● Records to process
☆ ☆ ☆ ☆
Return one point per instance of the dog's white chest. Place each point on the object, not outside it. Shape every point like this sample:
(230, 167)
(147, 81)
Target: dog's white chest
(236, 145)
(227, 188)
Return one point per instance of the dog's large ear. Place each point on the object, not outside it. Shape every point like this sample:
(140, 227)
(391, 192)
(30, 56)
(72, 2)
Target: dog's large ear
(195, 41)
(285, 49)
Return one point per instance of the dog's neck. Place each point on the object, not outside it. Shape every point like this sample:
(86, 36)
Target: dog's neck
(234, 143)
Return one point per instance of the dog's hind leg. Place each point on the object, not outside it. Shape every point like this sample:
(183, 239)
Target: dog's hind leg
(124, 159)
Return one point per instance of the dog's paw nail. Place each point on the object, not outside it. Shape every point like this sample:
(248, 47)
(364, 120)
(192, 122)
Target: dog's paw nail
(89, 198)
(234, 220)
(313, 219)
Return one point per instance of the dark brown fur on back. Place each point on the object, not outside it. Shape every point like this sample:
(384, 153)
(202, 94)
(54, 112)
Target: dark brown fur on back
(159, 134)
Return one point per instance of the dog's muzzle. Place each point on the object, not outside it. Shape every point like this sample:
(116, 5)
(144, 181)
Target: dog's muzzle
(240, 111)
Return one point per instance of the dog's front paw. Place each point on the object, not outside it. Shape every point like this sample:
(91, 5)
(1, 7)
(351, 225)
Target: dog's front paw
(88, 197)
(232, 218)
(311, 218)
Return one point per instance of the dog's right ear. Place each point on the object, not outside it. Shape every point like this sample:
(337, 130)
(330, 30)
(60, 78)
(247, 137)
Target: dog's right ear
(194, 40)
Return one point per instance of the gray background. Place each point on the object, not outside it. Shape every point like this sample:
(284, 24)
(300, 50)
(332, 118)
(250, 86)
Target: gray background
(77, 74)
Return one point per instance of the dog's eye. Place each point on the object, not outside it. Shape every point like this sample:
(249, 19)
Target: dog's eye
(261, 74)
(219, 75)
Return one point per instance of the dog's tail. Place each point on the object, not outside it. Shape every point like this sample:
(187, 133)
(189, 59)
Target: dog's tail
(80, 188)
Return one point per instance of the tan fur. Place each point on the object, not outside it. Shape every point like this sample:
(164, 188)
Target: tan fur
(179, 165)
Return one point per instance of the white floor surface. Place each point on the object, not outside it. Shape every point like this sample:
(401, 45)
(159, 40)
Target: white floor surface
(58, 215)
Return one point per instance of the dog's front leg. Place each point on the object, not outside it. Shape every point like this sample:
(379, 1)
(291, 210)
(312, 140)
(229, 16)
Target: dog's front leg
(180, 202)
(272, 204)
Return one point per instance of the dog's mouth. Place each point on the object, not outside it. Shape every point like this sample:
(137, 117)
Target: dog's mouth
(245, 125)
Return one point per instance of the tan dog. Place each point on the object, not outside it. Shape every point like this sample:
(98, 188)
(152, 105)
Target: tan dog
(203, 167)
☆ ☆ ☆ ☆
● What is expected
Repeat every record exactly as written, please.

● Solution below
Return one point per instance of the dog's white chest. Place each point on the object, not outside it. Shape every point like this sample:
(230, 167)
(147, 81)
Target: dog's white chest
(236, 145)
(227, 188)
Return one point per instance of the dog's large ear. Place each point on the object, not outside it. Shape every point like this sample:
(140, 227)
(391, 192)
(30, 56)
(72, 2)
Target: dog's large ear
(195, 41)
(285, 49)
Return one point per instance of the dog's neck. Place each point on the object, not outside it. Shape every point like this sample:
(86, 36)
Target: dog's neck
(234, 143)
Return one point per instance of the dog's hind leg. Place each point on the object, not outside it. Shape every point like this sample:
(183, 239)
Target: dog's hind leg
(124, 159)
Return one point per instance of the dog's paw nail. Place each point on the object, not outside it. Shape every point like this sample:
(248, 47)
(364, 120)
(192, 122)
Target: dog's paw nail
(89, 198)
(234, 220)
(313, 219)
Return one point per instance of the dark brown fur on back. Place each point on the object, not outside it. Shape every point like this sample:
(384, 153)
(202, 94)
(54, 112)
Target: dark brown fur on back
(159, 134)
Return one point per instance of the dog's muzzle. Place each point on the object, not outside it. Shape every point like this sample:
(116, 5)
(144, 181)
Target: dog's muzzle
(240, 111)
Return one point per instance of the dog's front paw. Place each point on the object, not outside it. Shape every point like this sample:
(91, 5)
(1, 7)
(351, 225)
Target: dog's front paw
(88, 197)
(232, 218)
(311, 218)
Return one point per instance of the dog's right ear. Place each point on the object, not outside it. Shape every point like this sample:
(337, 130)
(330, 30)
(60, 78)
(247, 137)
Target: dog's right ear
(194, 40)
Return one point per instance of the gray background. Place each point on the object, not outside it. Shape every point like this sample:
(284, 24)
(300, 50)
(332, 118)
(250, 86)
Target: gray background
(77, 74)
Return one point per instance of the dog's eye. Place each point on the object, not outside it. Shape every point like this sample:
(249, 19)
Target: dog's eye
(261, 74)
(219, 75)
Return one point per instance of the dog's tail. Place each point on the object, not outside it. Shape every point like this sample:
(187, 133)
(189, 59)
Target: dog's tail
(80, 188)
Return one point per instance of the tan fur. Place each point on the object, not outside it. Shape every point like this sample:
(164, 188)
Target: tan fur
(179, 165)
Return one point per instance of the white floor surface. Place each point on the object, not outside it. Shape every point like this sample:
(401, 45)
(159, 40)
Target: white floor surface
(58, 215)
Return one point per instance of the dog's front leg. Place each point on the object, not outside it. Shape every point like this sample:
(379, 1)
(291, 210)
(312, 140)
(229, 16)
Target: dog's front leg
(180, 202)
(272, 204)
Return one point per instance of the dog's mouth. Place each point on the object, not outside it. Shape every point like this sample:
(137, 117)
Target: dog's mouth
(245, 125)
Return one point per instance of the tan dog. Place each point on the object, not outside it. Shape every point like this sample:
(98, 188)
(152, 105)
Target: tan dog
(203, 167)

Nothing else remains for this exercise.